WHAT YOU SHOULD DO
Everything from the line containing "Need: one marker" to the end of the records below should be repeated exactly, with no other lines added.

AVAILABLE DATA
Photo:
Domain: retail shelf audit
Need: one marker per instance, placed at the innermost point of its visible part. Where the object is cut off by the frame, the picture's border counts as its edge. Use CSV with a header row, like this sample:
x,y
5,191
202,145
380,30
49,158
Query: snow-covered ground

EXPECTED OUTPUT
Need: one marker per instance, placed at the innermost point of its visible part. Where the object is cut off by the frame, the picture's border counts as its edge. Use CSV with a header row, like this sample:
x,y
5,191
202,145
380,30
49,158
Query: snow-covered ground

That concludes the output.